Point labels for objects
######
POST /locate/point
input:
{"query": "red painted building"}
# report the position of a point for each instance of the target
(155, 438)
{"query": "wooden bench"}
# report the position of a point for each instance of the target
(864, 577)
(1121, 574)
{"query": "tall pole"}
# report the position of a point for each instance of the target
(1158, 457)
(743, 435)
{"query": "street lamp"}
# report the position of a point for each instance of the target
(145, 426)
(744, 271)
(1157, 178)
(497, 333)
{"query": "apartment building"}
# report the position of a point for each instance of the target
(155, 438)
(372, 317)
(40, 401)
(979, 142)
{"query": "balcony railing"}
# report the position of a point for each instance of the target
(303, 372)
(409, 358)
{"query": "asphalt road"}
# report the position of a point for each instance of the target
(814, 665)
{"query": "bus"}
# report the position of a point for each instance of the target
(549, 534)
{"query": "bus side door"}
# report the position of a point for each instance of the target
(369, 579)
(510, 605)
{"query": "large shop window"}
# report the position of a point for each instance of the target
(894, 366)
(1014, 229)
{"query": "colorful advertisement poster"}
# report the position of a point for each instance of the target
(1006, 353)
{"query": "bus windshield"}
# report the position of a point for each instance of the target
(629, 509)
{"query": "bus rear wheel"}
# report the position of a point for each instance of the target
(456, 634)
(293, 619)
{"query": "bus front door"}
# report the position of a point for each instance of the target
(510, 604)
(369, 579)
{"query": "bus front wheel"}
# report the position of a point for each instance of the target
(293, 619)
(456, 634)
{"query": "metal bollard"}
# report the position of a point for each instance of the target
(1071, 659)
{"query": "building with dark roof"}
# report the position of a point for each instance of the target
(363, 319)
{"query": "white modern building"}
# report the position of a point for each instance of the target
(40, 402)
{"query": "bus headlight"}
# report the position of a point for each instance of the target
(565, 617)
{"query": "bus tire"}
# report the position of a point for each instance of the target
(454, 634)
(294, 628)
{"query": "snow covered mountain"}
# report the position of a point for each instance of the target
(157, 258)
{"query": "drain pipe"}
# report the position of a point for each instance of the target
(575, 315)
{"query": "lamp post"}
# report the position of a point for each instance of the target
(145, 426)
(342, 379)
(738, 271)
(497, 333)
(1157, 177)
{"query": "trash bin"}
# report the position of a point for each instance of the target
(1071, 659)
######
_YOUR GOAL_
Identify each row above that contains the word "front", and copy every such row in full.

_RESULT_
{"query": "bus front door"}
{"query": "bus front wheel"}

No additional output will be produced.